**Soal A:** Tolong sebutkan semua unsur tri dharma perguruan tinggi yang dicantumkan dalam tulisan tentang mahasiswa di bawah.

Mahasiswa ; Agen of Change atau Agent of Event?

366

Oleh : Edi Prabowo *)

Zaman kian berkembang, begitupun perkembangan tipelogi mahasiswa saat ini seperti aktifis, akademis, hedonis, apatis, dan masih banyak lainnya. Banyak yang mengatakan dan disepakati bahwa mahasiswa memiliki peran penting dalam tatanan social baik ruang akademik maupun tempat asalnya masing-masing. Tepat pada try dharma perguruan tinggi; Pendidikan, Penelitian dan Pengabdian, mahasiswa dituntut menjadi insan yang berguna serta bertanggung jawab terhadap ilmunya. Mahasiswa ditugaskan untuk dapat menuntut ilmu dalam kegiatan akademik serta mampu mengamalkan keilmuannya dalam kehidupan luas.

Bukti nyata mahasiswa sebagai tonggak bangsa telah tercatat dalam sejarah. Tahun 1908, mahasiswa STOVIA mendirikan Orgsnisasi Boedi Oetomo sebagai wadah kaum terdidik yang memiliki keyakinan bahwa masa depan bangsa ada pada genggaman para pemuda (mahasiswa). Sampai pada tahun 1998 mahasiswa mampu menggulingkan rezim pemerintah berkedok neo-fasisme, hal tersebut sebagai puncak juga akhir dari gerakan-gerakan mahasiswa yang kian lama kian memudar.

**Entri anotasi wilayah:**
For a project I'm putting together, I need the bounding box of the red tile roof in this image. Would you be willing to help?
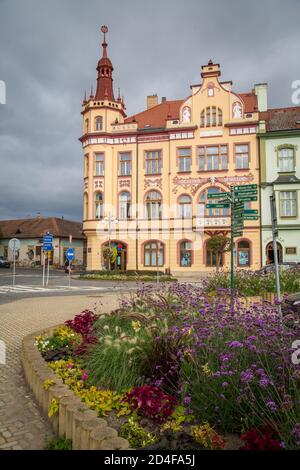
[0,217,84,239]
[125,93,257,129]
[260,106,300,131]
[125,100,184,129]
[238,93,257,113]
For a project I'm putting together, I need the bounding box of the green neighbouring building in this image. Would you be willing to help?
[258,106,300,265]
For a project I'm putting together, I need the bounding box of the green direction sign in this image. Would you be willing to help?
[205,202,230,209]
[244,209,258,215]
[233,184,257,191]
[207,193,230,199]
[235,195,257,202]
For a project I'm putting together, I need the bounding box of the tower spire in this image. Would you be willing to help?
[95,25,115,101]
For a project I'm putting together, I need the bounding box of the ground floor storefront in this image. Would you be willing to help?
[87,229,261,273]
[262,227,300,265]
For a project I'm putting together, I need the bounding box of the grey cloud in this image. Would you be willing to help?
[0,0,300,220]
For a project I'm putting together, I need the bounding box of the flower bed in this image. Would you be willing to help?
[31,284,300,450]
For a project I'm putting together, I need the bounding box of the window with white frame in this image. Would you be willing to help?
[198,145,228,171]
[119,191,131,220]
[95,153,104,176]
[178,194,192,219]
[279,191,297,217]
[119,152,131,176]
[235,144,249,170]
[95,191,103,219]
[278,147,295,172]
[145,150,161,175]
[178,147,192,173]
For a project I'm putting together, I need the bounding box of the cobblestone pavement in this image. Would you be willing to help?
[0,294,122,450]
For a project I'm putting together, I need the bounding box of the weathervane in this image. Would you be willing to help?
[101,25,108,42]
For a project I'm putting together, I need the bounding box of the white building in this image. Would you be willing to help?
[259,102,300,265]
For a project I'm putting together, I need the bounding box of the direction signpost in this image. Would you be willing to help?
[8,238,21,286]
[206,184,258,306]
[42,232,53,287]
[66,247,75,287]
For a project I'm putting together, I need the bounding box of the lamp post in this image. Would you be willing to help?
[101,212,119,270]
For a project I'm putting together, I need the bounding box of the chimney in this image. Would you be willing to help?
[254,83,268,112]
[147,95,158,109]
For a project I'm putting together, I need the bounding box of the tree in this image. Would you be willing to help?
[206,235,230,271]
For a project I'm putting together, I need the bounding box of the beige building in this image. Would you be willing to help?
[0,216,86,267]
[80,27,264,273]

**Soal B:** Ambil kembali baris-baris daftar di atas, dari awal daftar sampai baris yang memuat "[258,106,300,265]", dengan kedua batas ikut disertakan. Jangan sertakan gambar dalam jawaban.

**Pembahasan A:** Pendidikan, Penelitian, dan Pengabdian.

**Pembahasan B:**
For a project I'm putting together, I need the bounding box of the red tile roof in this image. Would you be willing to help?
[0,217,84,239]
[125,93,257,129]
[260,106,300,131]
[125,100,184,129]
[238,93,257,113]
For a project I'm putting together, I need the bounding box of the green neighbouring building in this image. Would you be willing to help?
[258,106,300,265]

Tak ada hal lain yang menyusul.